Aim:
Could every line of the data be printed exactly as it reads?

Input rows:
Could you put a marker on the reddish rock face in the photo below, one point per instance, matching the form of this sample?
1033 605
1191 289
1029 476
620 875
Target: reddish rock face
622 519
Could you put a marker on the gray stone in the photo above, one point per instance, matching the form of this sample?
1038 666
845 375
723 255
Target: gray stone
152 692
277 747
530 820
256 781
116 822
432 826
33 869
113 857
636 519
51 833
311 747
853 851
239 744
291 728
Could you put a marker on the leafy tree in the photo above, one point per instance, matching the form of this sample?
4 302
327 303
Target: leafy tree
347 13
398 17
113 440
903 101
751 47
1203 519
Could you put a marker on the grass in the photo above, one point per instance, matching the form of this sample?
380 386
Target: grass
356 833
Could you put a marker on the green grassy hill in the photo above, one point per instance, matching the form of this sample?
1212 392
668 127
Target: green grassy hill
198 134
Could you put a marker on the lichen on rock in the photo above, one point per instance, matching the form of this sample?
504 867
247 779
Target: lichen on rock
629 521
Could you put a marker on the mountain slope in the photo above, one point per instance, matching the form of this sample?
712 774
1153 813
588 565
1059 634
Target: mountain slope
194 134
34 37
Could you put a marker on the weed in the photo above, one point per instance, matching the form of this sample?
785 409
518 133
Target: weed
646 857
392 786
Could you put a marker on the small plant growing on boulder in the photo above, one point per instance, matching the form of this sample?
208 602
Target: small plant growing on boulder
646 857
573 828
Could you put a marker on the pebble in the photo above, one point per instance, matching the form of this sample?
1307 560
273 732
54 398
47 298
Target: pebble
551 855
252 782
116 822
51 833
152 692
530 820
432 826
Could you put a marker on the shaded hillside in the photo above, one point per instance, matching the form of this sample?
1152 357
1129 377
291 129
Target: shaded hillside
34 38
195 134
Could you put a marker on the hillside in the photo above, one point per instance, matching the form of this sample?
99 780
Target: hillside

Written response:
Could you put a marker on the reddish rock face in the photo below, one point per instance, matching the form of this sample?
1033 605
1191 289
1029 476
620 875
Target: reddish rock face
622 519
Could you put a marker on the gray stone in the photo above, one point per instance, matching the form of this sample?
1038 666
845 375
723 255
Target: gray stone
152 692
277 747
530 820
256 781
116 822
432 826
33 869
113 857
636 519
51 833
311 747
853 851
239 744
291 728
Could you put a marker on the leafy tree in the photo above, one point per instance, matching the form of this sample?
4 302
327 303
Target: leafy tree
347 13
398 17
113 440
903 101
751 47
1203 519
Could you put a marker on the grass in the photo above, one point per instance, matching the form of this sample?
380 386
Target: grass
356 833
Could you put a marker on the green grassy hill in the photo above, one point per instance, matching the form of this sample?
1212 392
668 127
Target: green grassy hill
198 134
Could you put a marker on the lichen on rock in the photo above, one point per instance, matching the form of this sample?
504 867
247 779
Target: lichen on rock
629 521
Could you put a marker on the mountain slope in the photo above, one point per instance, matching the form of this sample?
712 774
1153 813
588 565
1059 634
Target: mountain slope
194 134
34 37
Could you put a marker on the weed in the photo above, one point per instance, matching the form of this sample?
785 409
518 133
Target: weed
646 857
392 786
Could you put a marker on the small plant growing on boulder in the photo above, one point per instance, matching the form of this sample?
208 602
Target: small plant growing on boulder
646 857
573 828
Could you put a marker on the pebble in the photo above, one point per instance, matching the form of this sample?
1307 560
273 732
54 398
47 298
Target: pebble
551 855
252 782
116 822
51 833
152 692
530 820
432 826
Could you put a marker on the shaded hillside in the photo above, one point per instance, matching the form of this sample?
1152 357
1129 377
291 129
Target: shaded hillside
34 38
195 134
Could you put a marker on the hillside in the photo above, one point per instance, matching the form of this sample?
99 780
Target: hillside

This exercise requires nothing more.